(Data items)

============

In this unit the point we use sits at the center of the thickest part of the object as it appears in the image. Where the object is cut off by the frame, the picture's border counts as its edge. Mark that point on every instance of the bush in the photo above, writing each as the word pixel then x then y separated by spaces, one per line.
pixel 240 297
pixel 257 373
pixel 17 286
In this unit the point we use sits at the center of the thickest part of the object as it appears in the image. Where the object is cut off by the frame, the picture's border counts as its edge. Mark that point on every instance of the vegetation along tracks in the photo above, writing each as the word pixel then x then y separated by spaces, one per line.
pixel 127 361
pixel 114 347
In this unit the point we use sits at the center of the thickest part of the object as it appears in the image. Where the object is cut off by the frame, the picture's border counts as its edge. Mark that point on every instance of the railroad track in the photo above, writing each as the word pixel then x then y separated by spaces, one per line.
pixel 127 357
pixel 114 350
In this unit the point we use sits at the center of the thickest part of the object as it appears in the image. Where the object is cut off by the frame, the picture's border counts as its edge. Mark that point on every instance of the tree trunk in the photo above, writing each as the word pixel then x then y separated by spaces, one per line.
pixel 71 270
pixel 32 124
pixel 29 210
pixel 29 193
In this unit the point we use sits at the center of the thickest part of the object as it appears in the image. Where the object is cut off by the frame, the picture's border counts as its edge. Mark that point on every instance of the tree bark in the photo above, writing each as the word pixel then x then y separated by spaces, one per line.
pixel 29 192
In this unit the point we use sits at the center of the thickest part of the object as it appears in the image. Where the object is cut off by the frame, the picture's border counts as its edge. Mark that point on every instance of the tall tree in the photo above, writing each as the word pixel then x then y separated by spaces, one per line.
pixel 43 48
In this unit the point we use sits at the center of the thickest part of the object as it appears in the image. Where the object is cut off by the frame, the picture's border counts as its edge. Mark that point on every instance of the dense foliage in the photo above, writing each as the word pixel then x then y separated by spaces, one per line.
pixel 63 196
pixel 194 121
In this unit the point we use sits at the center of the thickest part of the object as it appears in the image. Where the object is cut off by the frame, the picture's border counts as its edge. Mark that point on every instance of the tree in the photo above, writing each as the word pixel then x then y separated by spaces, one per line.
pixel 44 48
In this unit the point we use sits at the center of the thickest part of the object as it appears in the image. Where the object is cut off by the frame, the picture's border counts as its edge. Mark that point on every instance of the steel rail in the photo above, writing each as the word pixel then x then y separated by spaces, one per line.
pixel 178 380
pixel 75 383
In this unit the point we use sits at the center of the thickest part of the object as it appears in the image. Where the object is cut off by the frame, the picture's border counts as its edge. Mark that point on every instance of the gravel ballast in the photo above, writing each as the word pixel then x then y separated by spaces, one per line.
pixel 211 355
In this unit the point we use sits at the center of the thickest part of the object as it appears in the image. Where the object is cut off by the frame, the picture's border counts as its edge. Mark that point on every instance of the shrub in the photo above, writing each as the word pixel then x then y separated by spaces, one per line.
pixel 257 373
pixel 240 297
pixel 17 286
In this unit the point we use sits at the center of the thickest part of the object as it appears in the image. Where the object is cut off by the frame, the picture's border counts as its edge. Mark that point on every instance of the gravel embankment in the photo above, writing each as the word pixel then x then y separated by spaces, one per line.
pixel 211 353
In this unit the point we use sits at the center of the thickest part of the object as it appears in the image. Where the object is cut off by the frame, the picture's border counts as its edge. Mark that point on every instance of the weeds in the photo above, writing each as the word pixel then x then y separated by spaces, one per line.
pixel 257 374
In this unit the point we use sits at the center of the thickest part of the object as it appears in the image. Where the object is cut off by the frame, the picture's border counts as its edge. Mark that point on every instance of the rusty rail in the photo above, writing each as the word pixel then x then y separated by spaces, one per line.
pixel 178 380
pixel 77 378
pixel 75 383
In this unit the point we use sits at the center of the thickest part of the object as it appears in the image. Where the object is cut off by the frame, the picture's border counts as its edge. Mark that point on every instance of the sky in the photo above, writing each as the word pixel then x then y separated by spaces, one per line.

============

### Challenge
From the listing above, reproduce all the lines exactly.

### Task output
In this unit the point we use sits at the center of the thickest part of the object as it appears in the image. Where the object is cut off by the frame, the picture's border counts as its edge. Mark that point on every instance of the bush in the photo above, writing each as the word pixel then x then y separated by spaces, one per line.
pixel 240 297
pixel 257 373
pixel 17 286
In this unit the point we use sits at the center of the thickest part of the object as it appears in the image. Where the object is cut off by the frame, the picture's border counts as its edge. Mark that point on every instance of the vegetation along tracks in the photo above, writing each as the word pixel then x then y separated by spaces, one per line.
pixel 127 361
pixel 114 347
In this unit the point we use sits at the center of the thickest part of the object as it appears in the image. Where the object is cut off by the frame, the picture's border counts as its edge. Mark that point on every instance of the railroad track in the photo above, writing each as the word pixel then x then y separated by spaces, one per line.
pixel 127 357
pixel 114 350
In this unit the point we use sits at the center of the thickest part of the object as it appears in the image. Where the object is cut off by the frame, the picture's border counts as its edge. Mark that point on every instance of the tree trunk in the photo above, writing each as the word pixel then x then y separated by spaces, one per line.
pixel 71 270
pixel 32 124
pixel 29 210
pixel 29 193
In this unit the point we use sits at the center of the thickest part of the object as it appears in the image. Where the object is cut off by the frame, the picture's border counts as its edge. Mark that point on every instance of the tree bark in the photo above, writing each as the word pixel then x then y separated by spaces, one per line.
pixel 29 192
In this unit the point we use sits at the center of the thickest part of the object as it appears in the image. Where the object is cut off by the frame, the picture's border counts as its edge. Mark that point on every instance of the tall tree in the photo above, writing each as the word pixel then x then y separated by spaces, one per line.
pixel 43 48
In this unit the point we use sits at the center of the thickest part of the object as it appears in the image. Where the object is cut off by the frame, the picture's border counts as its edge. Mark that point on every instance of the dense foliage in the photo above, writing each as the word pixel then x then y separated by spaces, one per line.
pixel 63 196
pixel 194 121
In this unit the point we use sits at the center of the thickest part of the object as it appears in the image. Where the object is cut off by the frame, the picture's border counts as its edge. Mark that point on every instance of the tree in the photo above, writing each as the word pixel then x then y separated by spaces, one per line.
pixel 44 48
In this unit the point we use sits at the center of the thickest part of the object as it appears in the image. Where the object is cut off by the frame, the picture's border counts as its edge. Mark that point on every instance of the steel rail in the photo above, writing each as the word pixel then x then y separated by spaces, one per line.
pixel 178 380
pixel 75 383
In this unit the point we use sits at the center of the thickest part of the object as it appears in the image. Where the object is cut off by the frame, the picture's border counts as its edge. Mark that point on every instance of the gravel ballast in the photo above, writing each as the word pixel then x then y separated by spaces, one per line.
pixel 211 355
In this unit the point we use sits at the center of the thickest part of the object as it appears in the image. Where the object is cut off by the frame, the picture's border counts as its edge. Mark that point on every instance of the shrub in the photo above, writing each as the word pixel then x then y separated by spaces, one per line.
pixel 257 373
pixel 240 297
pixel 17 286
In this unit the point we use sits at the center of the thickest part of the object as it appears in the image. Where the object is cut off by the frame, the picture's border counts as its edge. Mark that point on every instance of the gravel embankment in the photo above, writing each as the word pixel then x then y separated by spaces, one per line.
pixel 211 353
In this unit the point we use sits at the center of the thickest part of the object as it appears in the image. Where the object is cut off by the frame, the picture's border counts as its edge. Mark that point on every instance of the weeds in the photo above, writing each as the word pixel then x then y separated by spaces, one per line.
pixel 257 374
In this unit the point we use sits at the center of the thickest part of the object as it appears in the image. Where the object is cut off by the frame, the picture's border counts as its edge. Mark that point on every instance of the rusty rail in the photo above, writing each as the word pixel then x then y separated by spaces, one per line.
pixel 178 380
pixel 77 378
pixel 75 383
In this unit the point we use sits at the center of the thickest part of the object as it appears in the image. Where the object is cut off by the frame, the picture's border counts as its edge. Mark that point on every instance of the sky in the photo above, writing each as the word pixel then x then y separated by spaces, one per line.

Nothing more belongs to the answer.